DATASET ENTRIES —
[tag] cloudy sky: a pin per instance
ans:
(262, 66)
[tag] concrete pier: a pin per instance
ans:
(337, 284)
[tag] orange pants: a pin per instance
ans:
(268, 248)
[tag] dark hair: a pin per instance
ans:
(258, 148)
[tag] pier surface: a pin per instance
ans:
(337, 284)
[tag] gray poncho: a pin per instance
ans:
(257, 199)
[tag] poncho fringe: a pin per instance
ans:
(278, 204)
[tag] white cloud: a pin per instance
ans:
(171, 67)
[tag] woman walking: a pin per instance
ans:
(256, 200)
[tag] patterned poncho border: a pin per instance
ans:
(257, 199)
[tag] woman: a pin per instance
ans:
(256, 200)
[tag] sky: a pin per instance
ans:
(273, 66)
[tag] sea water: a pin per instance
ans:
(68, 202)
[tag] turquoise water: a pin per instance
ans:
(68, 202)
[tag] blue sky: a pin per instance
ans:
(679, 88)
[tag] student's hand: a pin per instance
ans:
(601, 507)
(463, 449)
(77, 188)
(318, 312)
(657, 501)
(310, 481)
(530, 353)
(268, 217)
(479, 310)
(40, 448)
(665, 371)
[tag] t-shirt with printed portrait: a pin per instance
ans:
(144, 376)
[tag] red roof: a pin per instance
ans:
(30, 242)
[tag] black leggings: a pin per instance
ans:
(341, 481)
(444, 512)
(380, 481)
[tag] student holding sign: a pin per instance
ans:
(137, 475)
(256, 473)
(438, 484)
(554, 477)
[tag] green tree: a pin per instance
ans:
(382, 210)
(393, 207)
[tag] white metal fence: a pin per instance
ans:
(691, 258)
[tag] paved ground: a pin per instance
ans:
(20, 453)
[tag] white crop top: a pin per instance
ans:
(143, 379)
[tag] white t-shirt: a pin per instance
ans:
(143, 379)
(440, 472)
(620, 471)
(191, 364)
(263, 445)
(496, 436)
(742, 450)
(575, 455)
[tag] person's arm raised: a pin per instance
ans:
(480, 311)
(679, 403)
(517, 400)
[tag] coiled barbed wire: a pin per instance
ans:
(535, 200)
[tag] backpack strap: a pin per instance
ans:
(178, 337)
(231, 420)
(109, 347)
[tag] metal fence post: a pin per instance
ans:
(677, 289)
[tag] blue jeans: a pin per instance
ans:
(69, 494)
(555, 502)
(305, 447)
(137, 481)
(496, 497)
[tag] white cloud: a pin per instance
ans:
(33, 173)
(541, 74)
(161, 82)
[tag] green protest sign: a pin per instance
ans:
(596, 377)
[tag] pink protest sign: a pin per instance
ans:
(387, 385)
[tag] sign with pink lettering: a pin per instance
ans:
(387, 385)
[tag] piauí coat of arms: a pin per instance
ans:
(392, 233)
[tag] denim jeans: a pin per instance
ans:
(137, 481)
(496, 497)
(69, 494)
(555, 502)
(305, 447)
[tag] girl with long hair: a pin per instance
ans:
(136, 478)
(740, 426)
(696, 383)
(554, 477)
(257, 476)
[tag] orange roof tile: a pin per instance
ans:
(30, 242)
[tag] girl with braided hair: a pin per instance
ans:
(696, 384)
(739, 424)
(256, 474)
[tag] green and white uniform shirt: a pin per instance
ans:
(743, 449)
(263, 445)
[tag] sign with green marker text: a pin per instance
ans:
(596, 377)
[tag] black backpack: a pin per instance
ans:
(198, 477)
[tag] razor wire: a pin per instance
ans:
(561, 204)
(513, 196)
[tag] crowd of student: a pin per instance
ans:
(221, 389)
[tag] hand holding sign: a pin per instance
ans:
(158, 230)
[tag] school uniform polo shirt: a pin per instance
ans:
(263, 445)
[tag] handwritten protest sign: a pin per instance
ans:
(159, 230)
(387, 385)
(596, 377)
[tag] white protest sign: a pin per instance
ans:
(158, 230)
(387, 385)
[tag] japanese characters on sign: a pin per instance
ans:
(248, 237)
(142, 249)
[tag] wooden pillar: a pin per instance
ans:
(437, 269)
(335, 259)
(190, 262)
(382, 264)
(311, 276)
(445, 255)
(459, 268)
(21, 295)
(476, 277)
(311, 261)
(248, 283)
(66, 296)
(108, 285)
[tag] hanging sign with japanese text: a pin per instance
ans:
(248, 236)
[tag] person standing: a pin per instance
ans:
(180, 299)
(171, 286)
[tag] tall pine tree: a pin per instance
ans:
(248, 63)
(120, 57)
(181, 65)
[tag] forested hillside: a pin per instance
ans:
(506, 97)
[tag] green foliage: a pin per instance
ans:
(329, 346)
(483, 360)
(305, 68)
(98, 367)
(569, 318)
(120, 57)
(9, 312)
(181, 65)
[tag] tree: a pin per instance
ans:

WORK TASK — Transcribe the entries above so that nothing in them differs from the original.

EXERCISE SOLUTION —
[tag] cloudy sky: a pin per instance
ans:
(262, 66)
[tag] concrete pier: a pin per instance
ans:
(337, 284)
[tag] orange pants: a pin per instance
ans:
(268, 248)
[tag] dark hair: a pin per instance
ans:
(258, 148)
[tag] pier surface: a pin per instance
ans:
(337, 284)
[tag] gray poncho: a pin per instance
ans:
(257, 199)
[tag] poncho fringe: a pin per instance
ans:
(278, 204)
[tag] white cloud: a pin per instance
ans:
(171, 67)
[tag] woman walking: a pin per instance
ans:
(256, 200)
[tag] patterned poncho border: a pin per instance
ans:
(257, 199)
[tag] woman: a pin per instance
ans:
(256, 200)
[tag] sky: a pin per instance
ans:
(273, 66)
[tag] sea water: a pin per instance
ans:
(68, 202)
[tag] turquoise water: a pin per instance
ans:
(68, 202)
[tag] blue sky: a pin per instance
ans:
(679, 88)
[tag] student's hand: a pin per instance
ans:
(601, 507)
(463, 449)
(77, 188)
(318, 312)
(657, 501)
(310, 481)
(530, 353)
(268, 217)
(479, 310)
(40, 448)
(665, 371)
[tag] t-shirt with printed portrait: a pin per instance
ans:
(144, 376)
[tag] red roof: a pin per instance
ans:
(30, 242)
[tag] black leggings: a pin per instance
ans:
(341, 481)
(444, 512)
(380, 481)
[tag] student holding sign: a pin per instance
ans:
(137, 475)
(256, 473)
(438, 484)
(554, 477)
[tag] green tree: a pin per instance
ans:
(382, 210)
(393, 207)
[tag] white metal fence: a pin per instance
ans:
(691, 258)
[tag] paved ground: a pin per instance
ans:
(20, 453)
[tag] white crop top: a pin per instance
ans:
(143, 379)
[tag] white t-shirt: a pin per instance
ans:
(143, 379)
(440, 472)
(620, 471)
(191, 364)
(263, 445)
(496, 436)
(742, 450)
(575, 455)
[tag] person's arm raised: a pin per instance
ans:
(480, 311)
(679, 403)
(517, 400)
[tag] coiled barbed wire: a pin per instance
ans:
(535, 200)
[tag] backpack strap: a pin per instance
ans:
(178, 337)
(231, 420)
(109, 347)
[tag] metal fence post: a pin per instance
ans:
(677, 289)
[tag] blue jeans: a pin per instance
ans:
(69, 494)
(555, 502)
(305, 447)
(137, 481)
(496, 497)
[tag] white cloud: a pin per instance
ans:
(33, 173)
(541, 74)
(161, 82)
[tag] green protest sign: a pin per instance
ans:
(596, 377)
[tag] pink protest sign: a pin per instance
ans:
(387, 385)
[tag] sign with pink lettering: a pin per instance
ans:
(387, 385)
[tag] piauí coat of arms: a pin per instance
ans:
(392, 233)
[tag] denim jeans: a pin per instance
ans:
(137, 481)
(496, 497)
(69, 494)
(555, 502)
(305, 447)
[tag] girl with long hair: a pin per instance
ans:
(136, 478)
(740, 426)
(696, 383)
(554, 477)
(257, 476)
[tag] orange roof tile: a pin per instance
ans:
(30, 242)
[tag] girl with braided hair: a pin per instance
ans:
(696, 384)
(739, 424)
(256, 474)
[tag] green and white uniform shirt: a pin per instance
ans:
(743, 449)
(263, 445)
[tag] sign with green marker text: a pin per instance
ans:
(596, 377)
[tag] black backpack: a pin per instance
ans:
(198, 477)
[tag] razor wire: a pin per instance
ans:
(561, 204)
(513, 196)
[tag] crowd of student: a pin per instance
ans:
(221, 389)
[tag] hand holding sign: a pin per instance
ans:
(158, 230)
[tag] school uniform polo shirt: a pin per instance
ans:
(263, 445)
[tag] handwritten protest sign: a pin per instance
ans:
(159, 230)
(387, 385)
(596, 377)
[tag] white protest sign: a pin per instance
ans:
(158, 230)
(387, 385)
[tag] japanese characters on sign: a pin per instance
ans:
(248, 237)
(142, 249)
[tag] wooden pillar: a pin per instance
ans:
(437, 269)
(335, 259)
(190, 262)
(382, 264)
(311, 276)
(445, 255)
(459, 268)
(21, 295)
(476, 277)
(311, 261)
(248, 283)
(66, 296)
(108, 285)
[tag] hanging sign with japanese text: a pin per instance
ans:
(248, 236)
[tag] person standing: a pin per instance
ans:
(180, 299)
(171, 286)
[tag] tall pine tree: a pin per instance
ans:
(248, 63)
(120, 57)
(181, 65)
[tag] forested hillside: a pin per instance
ans:
(506, 97)
[tag] green foliage: a pin per instance
ans:
(329, 346)
(483, 360)
(305, 68)
(98, 367)
(569, 318)
(120, 57)
(9, 312)
(181, 65)
[tag] tree: a pin per instance
ans:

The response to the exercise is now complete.